◆ **DOCUMENT**
○ ○ ○
Reputation: 447
In the below example, I set up a df with 3 variables, predict, var1, and var2 (a factor).
When I run a model in caret or glmnet, the factor is converted into a dummy variable, such as var2b.
I'd like to extract the variable names programmatically and match the original variable names, not the dummy variable names -- is there a way to do this?
This is just an example, my real world problem has many variables with many different levels and therefore, I want to avoid doing this manually, like trying to substring out the "b".
Thanks!
library(caret)
library(glmnet)
df <- data.frame(predict = c('Y','Y','N','Y','N','Y','Y','N','Y','N'), var1 = c(1,2,5,1,6,7,3,4,5,6),
var2 = c('a','a','b','b','a','a','a','b','b','a'))
str(df)
# 'data.frame': 10 obs. of 3 variables:
# $ predict: Factor w/ 2 levels "N","Y": 2 2 1 2 1 2 2 1 2 1
# $ var1 : num 1 2 5 1 6 7 3 4 5 6
# $ var2 : Factor w/ 2 levels "a","b": 1 1 2 2 1 1 1 2 2 1
test <- train(predict ~ .,
data = df,
method = 'glmnet',
trControl = trainControl(classProbs = TRUE,
summaryFunction = twoClassSummary,
allowParallel = FALSE),
metric = 'ROC',
tuneGrid = expand.grid(alpha = 1,
lambda = .005))
predictors(test)
# [1] "var1" "var2b"
varImp(test)
# glmnet variable importance
# Overall
# var2b 100
# var1 0
coef(test)
# NULL
#################
x <- model.matrix(as.formula(predict~.),data=df)
○ ○ ○
◆ **DATASET ROWS**
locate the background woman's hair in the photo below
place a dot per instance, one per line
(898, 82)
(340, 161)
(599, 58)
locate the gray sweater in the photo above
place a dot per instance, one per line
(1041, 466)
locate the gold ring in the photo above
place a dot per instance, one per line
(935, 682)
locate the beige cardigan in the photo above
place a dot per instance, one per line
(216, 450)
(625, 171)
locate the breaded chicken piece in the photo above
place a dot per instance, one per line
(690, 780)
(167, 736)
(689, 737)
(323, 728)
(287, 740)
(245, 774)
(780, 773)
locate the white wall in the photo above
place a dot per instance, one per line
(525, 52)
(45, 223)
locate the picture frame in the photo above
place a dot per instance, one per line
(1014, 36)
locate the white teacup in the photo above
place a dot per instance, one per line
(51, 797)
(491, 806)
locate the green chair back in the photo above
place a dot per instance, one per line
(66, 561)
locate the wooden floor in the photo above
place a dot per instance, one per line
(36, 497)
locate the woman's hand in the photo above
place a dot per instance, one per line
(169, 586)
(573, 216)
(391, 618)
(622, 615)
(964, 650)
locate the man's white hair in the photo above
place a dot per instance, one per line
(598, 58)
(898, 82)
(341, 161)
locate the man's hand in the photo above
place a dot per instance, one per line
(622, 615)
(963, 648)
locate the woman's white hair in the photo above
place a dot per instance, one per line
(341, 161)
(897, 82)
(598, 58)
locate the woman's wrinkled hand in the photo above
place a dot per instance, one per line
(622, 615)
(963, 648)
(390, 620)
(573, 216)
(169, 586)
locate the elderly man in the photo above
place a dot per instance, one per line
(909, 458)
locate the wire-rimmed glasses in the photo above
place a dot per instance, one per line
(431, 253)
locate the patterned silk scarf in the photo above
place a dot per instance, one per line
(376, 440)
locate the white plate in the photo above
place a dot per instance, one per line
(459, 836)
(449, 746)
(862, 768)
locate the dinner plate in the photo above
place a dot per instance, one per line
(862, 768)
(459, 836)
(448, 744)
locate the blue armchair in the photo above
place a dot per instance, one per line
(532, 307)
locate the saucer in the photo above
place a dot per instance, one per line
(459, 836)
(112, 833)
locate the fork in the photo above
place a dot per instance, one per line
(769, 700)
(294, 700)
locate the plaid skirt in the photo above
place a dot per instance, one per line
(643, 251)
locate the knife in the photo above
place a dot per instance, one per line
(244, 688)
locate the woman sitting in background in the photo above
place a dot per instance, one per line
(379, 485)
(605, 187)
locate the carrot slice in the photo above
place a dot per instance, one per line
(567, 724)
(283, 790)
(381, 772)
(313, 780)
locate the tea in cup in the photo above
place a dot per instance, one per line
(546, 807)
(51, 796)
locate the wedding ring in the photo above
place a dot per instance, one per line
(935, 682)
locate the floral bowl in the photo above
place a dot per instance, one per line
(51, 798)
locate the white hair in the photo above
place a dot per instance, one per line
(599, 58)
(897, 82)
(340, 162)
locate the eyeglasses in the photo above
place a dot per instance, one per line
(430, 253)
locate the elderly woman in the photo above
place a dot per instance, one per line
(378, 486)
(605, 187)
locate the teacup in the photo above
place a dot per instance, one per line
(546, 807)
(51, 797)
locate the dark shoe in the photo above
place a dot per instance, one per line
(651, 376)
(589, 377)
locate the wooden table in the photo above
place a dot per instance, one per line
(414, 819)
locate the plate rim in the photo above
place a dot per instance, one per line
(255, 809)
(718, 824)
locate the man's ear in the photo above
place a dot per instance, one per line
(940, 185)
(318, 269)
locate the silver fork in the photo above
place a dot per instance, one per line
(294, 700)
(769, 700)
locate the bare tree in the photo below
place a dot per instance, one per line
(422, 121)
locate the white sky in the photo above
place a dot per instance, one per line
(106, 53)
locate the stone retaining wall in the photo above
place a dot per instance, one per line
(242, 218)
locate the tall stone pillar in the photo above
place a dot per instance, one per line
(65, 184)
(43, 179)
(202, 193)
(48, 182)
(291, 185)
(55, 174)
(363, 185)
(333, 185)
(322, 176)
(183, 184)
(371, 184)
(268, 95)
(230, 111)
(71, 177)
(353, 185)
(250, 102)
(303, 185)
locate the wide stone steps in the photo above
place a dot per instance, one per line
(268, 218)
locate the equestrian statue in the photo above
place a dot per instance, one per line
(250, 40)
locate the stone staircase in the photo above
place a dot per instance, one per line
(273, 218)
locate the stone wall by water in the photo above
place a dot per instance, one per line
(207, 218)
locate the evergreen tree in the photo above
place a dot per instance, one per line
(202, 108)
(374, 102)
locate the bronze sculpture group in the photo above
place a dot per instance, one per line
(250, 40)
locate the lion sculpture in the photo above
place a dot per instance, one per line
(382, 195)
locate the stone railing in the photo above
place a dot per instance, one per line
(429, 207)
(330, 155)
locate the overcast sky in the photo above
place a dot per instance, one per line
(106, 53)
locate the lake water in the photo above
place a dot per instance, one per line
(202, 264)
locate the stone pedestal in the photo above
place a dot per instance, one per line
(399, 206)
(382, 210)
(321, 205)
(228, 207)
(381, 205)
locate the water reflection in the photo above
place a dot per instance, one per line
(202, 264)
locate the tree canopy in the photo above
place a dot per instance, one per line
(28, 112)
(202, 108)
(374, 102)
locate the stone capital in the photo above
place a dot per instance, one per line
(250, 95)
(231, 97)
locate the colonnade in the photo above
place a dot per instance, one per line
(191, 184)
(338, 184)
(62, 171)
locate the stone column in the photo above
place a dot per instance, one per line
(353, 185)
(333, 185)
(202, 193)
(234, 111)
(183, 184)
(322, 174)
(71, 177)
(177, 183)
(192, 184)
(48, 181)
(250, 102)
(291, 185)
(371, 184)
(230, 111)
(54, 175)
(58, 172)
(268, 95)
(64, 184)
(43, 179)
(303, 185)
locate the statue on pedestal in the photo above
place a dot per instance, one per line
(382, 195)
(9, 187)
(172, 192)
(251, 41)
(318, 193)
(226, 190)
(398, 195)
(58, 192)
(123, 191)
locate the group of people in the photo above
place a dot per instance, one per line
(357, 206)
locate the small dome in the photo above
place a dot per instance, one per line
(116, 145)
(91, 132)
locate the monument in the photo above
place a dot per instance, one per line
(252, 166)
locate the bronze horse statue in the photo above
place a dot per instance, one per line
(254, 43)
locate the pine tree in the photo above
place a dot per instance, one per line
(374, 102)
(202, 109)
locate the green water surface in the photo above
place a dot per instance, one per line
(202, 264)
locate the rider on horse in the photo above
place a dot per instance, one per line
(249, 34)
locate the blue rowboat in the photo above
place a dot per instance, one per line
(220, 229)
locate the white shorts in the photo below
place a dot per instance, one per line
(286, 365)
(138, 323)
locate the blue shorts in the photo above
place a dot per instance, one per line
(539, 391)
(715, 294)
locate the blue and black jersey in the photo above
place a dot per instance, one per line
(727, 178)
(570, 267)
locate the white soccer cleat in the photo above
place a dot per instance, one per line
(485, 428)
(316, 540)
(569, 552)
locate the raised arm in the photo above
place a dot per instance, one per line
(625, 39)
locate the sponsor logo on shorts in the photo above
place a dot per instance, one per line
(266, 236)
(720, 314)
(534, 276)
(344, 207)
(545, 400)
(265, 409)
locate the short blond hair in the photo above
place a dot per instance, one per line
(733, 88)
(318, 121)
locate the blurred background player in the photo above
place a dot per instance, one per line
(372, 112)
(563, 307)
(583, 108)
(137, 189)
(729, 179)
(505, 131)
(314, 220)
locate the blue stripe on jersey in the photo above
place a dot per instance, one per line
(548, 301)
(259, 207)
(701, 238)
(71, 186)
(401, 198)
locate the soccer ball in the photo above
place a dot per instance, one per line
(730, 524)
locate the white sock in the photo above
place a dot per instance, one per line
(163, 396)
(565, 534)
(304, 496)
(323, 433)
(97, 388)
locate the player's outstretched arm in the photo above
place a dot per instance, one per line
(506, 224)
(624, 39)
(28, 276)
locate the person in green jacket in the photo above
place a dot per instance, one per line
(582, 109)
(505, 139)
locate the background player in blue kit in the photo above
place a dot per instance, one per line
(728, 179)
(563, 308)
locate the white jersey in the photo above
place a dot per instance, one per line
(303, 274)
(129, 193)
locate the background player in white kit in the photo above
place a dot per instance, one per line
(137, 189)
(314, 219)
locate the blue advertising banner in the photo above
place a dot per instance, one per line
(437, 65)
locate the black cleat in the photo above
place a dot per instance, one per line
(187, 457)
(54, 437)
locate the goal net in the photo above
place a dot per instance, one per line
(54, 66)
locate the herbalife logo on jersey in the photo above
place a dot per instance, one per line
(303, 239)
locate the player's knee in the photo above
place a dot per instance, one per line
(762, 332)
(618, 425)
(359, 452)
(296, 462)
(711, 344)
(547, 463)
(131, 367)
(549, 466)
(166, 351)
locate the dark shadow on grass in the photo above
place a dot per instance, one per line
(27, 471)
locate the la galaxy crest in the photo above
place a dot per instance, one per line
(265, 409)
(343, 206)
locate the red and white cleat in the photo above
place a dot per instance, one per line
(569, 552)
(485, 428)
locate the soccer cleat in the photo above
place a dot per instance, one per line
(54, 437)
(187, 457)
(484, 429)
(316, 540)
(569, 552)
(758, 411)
○ ○ ○
◆ **PROBLEM 1**
Answer these from the post on caret dummy variables:
(a) How many observations does the data frame have, according to the str(df) output?
(b) What value of method is passed to train?
(c) What does coef(test) return?
◆ **PROBLEM 2**
Translate this sentence from the post on caret dummy variables into Spanish: "When I run a model in caret or glmnet, the factor is converted into a dummy variable, such as var2b."
◆ **PROBLEM 3**
Reproduce part of the post on caret dummy variables without changes. Begin at the words "library(caret)" and stop after the words "var2 = c('a','a','b','b','a','a','a','b','b','a'))".

◆ **REPLY 1**
(a) 10
(b) 'glmnet'
(c) NULL

◆ **REPLY 2**
Cuando ejecuto un modelo en caret o glmnet, el factor se convierte en una variable ficticia, como var2b.

◆ **REPLY 3**
library(caret)
library(glmnet)
df <- data.frame(predict = c('Y','Y','N','Y','N','Y','Y','N','Y','N'), var1 = c(1,2,5,1,6,7,3,4,5,6),
var2 = c('a','a','b','b','a','a','a','b','b','a'))